### [Extract provided]
From idea to launch: one step closer to your startup

From idea to launch: one step closer to your startup


A friend once asked me what is the difference between myself and the shoemaker running a small shop next door. Well, the difference is the shoemaker acted on it. Most of us think big and refine ideas in our head towards perfection. The truth is all that brainstorming equals zero if you don’t make the smallest step in practice. Inspired by the incredibly simple but eye-opening book of Dan Morris, the 7 Day Startup, I am organizing today’s post as a book review and inviting you all to my lecture club. Hoping we will decide to DO more and hatch ideas less, I am asking you to put your self-critical hat and read on :)

The main gist of this post is to save you guys some time with a brief book overview – high-level steps, backed up by actual experience and on-the-job learning of a passionate startup founder. So, how can we manage to launch our ideas in 7 days?

Avoid the following:

  • sexy ideas – you need to be fast and sell
  • focusing on past failures/shortcomings – everyone has shortcomings, you’re not helping yourself at all
  • permission – no time to seek it among your peers
  • assumptions – work based on facts, leave yourself no time to assume anything
  • small stuff – no time for logos and design issues for now
  • pricing strategy – customers will tell you what to price it
  • the perfect payment gateway

Three important pillars for your business:

  • Idea – choose the one you will go for and move on
  • Execution – selling your idea is key
  • Hustle – do what it takes to make your business work – talk to people, receive tons of rejections, advertise, etc.

If you think you are not exactly managing with any of these 3, find a co-founder that can help there and fill in the gap. Honesty saves a lot of time.

### [Dataset excerpts]
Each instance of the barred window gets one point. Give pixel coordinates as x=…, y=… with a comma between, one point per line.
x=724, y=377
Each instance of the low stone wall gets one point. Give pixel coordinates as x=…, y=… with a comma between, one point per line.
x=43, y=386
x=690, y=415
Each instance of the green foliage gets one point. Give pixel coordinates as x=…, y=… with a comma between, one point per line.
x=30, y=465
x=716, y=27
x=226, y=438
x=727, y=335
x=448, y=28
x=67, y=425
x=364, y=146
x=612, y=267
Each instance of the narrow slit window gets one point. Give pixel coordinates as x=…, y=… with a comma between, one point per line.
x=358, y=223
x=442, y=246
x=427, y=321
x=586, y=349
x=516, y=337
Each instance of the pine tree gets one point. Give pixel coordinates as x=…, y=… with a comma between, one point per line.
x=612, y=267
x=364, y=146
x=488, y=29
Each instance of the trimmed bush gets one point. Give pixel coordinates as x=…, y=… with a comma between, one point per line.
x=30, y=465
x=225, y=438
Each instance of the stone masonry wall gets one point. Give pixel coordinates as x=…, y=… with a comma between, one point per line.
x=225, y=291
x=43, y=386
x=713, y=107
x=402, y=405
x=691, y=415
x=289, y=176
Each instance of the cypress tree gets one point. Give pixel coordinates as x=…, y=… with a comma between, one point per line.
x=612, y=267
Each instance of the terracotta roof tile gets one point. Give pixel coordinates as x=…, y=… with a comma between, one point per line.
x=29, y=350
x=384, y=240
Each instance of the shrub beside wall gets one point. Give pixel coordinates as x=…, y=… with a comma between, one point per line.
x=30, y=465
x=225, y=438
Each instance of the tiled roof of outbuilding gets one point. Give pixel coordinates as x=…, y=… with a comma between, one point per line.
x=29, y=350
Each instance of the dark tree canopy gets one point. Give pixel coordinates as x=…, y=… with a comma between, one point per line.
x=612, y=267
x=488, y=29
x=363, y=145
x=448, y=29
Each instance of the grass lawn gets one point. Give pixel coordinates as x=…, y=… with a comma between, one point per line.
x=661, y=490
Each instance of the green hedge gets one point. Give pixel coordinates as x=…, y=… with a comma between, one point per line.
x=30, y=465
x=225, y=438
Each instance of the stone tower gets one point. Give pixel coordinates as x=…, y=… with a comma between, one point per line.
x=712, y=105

--

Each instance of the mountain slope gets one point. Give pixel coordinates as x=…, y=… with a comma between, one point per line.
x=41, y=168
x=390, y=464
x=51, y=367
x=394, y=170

### [Requirements]
1. According to the startup post, which book inspired it?
2. Repeat the part of the startup post starting at "A friend once" and ending at "our ideas in 7 days?".

### [Solutions by task]
1. The 7 Day Startup, by Dan Morris.

2.
A friend once asked me what is the difference between myself and the shoemaker running a small shop next door. Well, the difference is the shoemaker acted on it. Most of us think big and refine ideas in our head towards perfection. The truth is all that brainstorming equals zero if you don’t make the smallest step in practice. Inspired by the incredibly simple but eye-opening book of Dan Morris, the 7 Day Startup, I am organizing today’s post as a book review and inviting you all to my lecture club. Hoping we will decide to DO more and hatch ideas less, I am asking you to put your self-critical hat and read on :)

The main gist of this post is to save you guys some time with a brief book overview – high-level steps, backed up by actual experience and on-the-job learning of a passionate startup founder. So, how can we manage to launch our ideas in 7 days?